■ YOUR GOAL
Below are records to be copied exactly; their pictures are to be omitted.

■ INFORMATION SUPPLIED
● ● ● ●
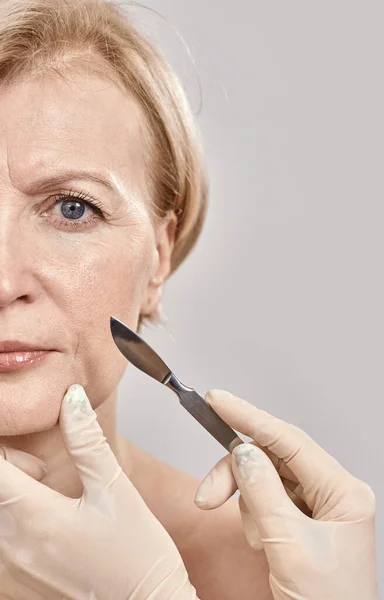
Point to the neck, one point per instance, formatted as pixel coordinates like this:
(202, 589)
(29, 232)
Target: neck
(49, 447)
● ● ● ●
■ EXERCISE RESULT
Point to the neck, one point per instance, formatted as pixel coordinates like this:
(202, 589)
(29, 232)
Target: neck
(49, 447)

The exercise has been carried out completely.